Entries supplied:
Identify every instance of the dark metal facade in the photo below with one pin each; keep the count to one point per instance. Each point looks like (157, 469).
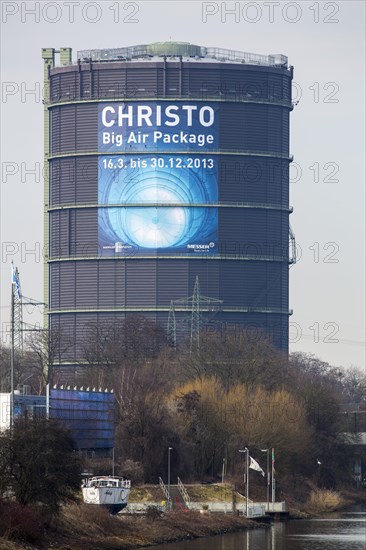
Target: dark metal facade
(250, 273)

==

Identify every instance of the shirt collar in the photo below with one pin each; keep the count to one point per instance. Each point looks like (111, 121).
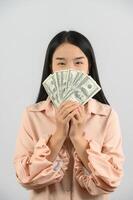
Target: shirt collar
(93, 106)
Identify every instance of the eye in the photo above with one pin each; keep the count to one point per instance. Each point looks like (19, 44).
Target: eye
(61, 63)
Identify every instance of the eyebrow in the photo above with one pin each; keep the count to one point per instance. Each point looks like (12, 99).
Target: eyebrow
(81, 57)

Problem:
State how many lines in the entries above contain the string "facade". Reply with the number only.

Answer for the task:
2